**WHAT TO DO**
Output the lines from the one containing "of the brick" through the one containing "[(90, 147)]", both included, as a JSON list of strings with one string per line and blank lines omitted.

[Point annotation dataset records]
[Start]
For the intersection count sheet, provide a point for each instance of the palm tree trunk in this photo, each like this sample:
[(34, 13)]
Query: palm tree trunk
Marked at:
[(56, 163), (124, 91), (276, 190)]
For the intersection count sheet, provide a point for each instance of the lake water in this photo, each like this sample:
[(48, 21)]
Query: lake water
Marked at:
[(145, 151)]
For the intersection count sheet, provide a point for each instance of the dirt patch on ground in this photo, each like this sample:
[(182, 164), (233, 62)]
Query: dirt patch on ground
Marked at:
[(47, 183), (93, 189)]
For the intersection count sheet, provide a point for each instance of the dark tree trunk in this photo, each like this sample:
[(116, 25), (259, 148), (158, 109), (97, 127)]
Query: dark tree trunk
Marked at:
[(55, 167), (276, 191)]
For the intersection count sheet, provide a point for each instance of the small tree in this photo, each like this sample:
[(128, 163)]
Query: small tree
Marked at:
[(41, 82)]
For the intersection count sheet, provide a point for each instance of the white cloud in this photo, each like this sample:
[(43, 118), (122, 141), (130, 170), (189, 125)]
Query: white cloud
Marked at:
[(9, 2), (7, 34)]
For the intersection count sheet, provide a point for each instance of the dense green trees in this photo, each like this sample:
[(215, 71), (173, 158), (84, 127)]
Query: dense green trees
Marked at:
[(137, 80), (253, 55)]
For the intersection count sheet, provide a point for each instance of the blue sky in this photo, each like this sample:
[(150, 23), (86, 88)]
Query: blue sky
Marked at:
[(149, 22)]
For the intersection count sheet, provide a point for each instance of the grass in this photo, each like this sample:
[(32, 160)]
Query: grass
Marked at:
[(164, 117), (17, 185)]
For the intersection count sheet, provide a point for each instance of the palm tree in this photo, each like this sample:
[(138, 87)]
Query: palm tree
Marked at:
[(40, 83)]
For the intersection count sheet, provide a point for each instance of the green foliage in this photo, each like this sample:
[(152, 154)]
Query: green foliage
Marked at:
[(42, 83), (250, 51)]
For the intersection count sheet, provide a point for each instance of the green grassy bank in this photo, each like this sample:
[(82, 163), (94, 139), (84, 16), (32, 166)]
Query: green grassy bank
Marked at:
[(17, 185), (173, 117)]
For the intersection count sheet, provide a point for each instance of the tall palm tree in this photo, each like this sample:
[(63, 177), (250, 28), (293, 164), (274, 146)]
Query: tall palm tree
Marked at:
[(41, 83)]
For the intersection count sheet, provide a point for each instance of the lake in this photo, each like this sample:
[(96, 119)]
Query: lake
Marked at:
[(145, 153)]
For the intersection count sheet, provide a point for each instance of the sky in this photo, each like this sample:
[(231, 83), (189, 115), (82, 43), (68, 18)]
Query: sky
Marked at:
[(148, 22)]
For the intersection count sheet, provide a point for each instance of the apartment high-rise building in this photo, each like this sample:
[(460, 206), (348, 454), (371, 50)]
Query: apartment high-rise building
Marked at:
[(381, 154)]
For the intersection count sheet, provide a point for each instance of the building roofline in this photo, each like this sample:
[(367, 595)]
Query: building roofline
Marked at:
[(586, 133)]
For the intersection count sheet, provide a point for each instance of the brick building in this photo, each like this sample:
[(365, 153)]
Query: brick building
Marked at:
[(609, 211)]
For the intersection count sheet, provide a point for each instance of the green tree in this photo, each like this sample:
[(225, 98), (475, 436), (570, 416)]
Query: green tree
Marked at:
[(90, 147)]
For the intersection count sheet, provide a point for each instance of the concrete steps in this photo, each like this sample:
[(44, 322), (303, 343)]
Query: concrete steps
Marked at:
[End]
**SOLUTION FOR THIS EXERCISE**
[
  "For the intersection count sheet, provide a point for each instance of the brick building in this photo, each like this sample:",
  "[(365, 153)]",
  "Query: brick building",
  "Marked at:",
  "[(609, 211)]",
  "For the intersection count sheet, provide a point for each instance of the green tree in this photo, each like this sample:",
  "[(225, 98), (475, 436), (570, 416)]",
  "Query: green tree",
  "Marked at:",
  "[(90, 147)]"
]